[PROBLEM TO SOLVE]
Reproduce the entire listing below line for line, changing no character.

[EXTRACTED ENTRIES]
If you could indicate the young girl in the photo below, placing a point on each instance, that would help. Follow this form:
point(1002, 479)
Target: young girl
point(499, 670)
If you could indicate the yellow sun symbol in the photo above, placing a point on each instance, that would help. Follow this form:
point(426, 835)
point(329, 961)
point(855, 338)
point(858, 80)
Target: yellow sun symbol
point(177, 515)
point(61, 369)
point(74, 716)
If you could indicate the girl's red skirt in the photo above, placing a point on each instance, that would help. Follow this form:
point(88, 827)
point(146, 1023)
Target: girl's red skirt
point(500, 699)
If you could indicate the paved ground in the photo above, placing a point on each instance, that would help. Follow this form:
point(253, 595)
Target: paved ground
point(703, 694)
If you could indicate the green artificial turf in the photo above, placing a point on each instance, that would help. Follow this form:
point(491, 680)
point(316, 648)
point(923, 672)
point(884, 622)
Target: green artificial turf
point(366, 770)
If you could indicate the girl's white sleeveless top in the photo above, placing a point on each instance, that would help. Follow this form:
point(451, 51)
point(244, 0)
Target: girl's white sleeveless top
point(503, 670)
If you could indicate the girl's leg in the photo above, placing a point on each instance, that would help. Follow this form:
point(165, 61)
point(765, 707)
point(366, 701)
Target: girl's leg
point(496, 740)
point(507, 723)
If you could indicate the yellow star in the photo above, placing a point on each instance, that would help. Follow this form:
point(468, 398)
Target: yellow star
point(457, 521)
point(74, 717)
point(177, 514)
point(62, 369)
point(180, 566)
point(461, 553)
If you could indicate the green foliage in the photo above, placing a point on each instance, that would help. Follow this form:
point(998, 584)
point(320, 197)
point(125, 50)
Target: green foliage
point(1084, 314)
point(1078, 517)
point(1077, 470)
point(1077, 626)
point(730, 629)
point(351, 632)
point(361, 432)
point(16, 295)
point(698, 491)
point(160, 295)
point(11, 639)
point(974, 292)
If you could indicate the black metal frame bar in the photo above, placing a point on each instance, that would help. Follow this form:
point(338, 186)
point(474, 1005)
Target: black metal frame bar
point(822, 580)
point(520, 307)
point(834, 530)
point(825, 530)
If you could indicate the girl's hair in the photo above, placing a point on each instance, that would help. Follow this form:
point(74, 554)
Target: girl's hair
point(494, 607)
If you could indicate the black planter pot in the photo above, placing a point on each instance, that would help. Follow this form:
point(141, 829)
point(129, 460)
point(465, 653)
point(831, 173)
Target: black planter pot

[ANSWER TO THIS PROBLEM]
If you could indicate the young girl in the photo below, placing a point on each instance, that would help. Follow this form:
point(1002, 479)
Target: young girl
point(499, 670)
If you could indicate the yellow sun symbol in the photo above, placing a point on each instance, that would help. Follow this form:
point(426, 835)
point(329, 961)
point(855, 338)
point(858, 80)
Target: yellow sun symbol
point(177, 515)
point(61, 369)
point(74, 716)
If you could indicate the girl's red skirt in the photo above, placing a point on each instance, that would help. Follow this form:
point(88, 827)
point(146, 1023)
Target: girl's red skirt
point(500, 699)
If you could indicate the paved ground in the photo above, placing a point on each instance, that would help. Follow this form:
point(253, 595)
Target: paved ground
point(703, 694)
If you could indicate the green artificial turf in the photo above, placing a point on each instance, that would help. Follow this form:
point(491, 680)
point(316, 648)
point(923, 672)
point(884, 622)
Target: green artificial turf
point(366, 770)
If you could indicate the girl's white sleeveless top in the photo above, placing a point on each instance, that would help. Follow this form:
point(451, 51)
point(244, 0)
Target: girl's white sleeveless top
point(503, 670)
If you could indicate the girl's leg in the photo above, placing a point on each instance, that would help. Follow this form:
point(165, 61)
point(765, 707)
point(366, 701)
Target: girl's leg
point(496, 740)
point(507, 723)
If you could indicate the yellow star in the photo above, placing a point on each instance, that would help. Follow this form:
point(468, 398)
Target: yellow star
point(457, 521)
point(74, 717)
point(177, 514)
point(62, 369)
point(180, 566)
point(461, 553)
If you could indicate the green foliage in the photo above, placing a point on each instance, that would help. Follow this form:
point(998, 584)
point(320, 197)
point(125, 50)
Target: green foliage
point(1084, 314)
point(1078, 517)
point(1077, 470)
point(1077, 626)
point(730, 629)
point(351, 632)
point(361, 432)
point(16, 295)
point(698, 491)
point(160, 295)
point(11, 639)
point(974, 292)
If you could indicate the black metal frame bar in the photo above, placing a point on each instance, that would help. Follow this form:
point(338, 186)
point(474, 1005)
Target: black metal frame bar
point(822, 580)
point(520, 307)
point(834, 530)
point(825, 530)
If you could indicate the girl's hair in the photo above, placing a point on each instance, that would help. Follow this form:
point(74, 554)
Target: girl's hair
point(494, 607)
If you could indicate the black planter pot in the photo above, placing a point on each instance, that would help. Follow this form:
point(141, 829)
point(129, 460)
point(465, 653)
point(831, 173)
Target: black planter pot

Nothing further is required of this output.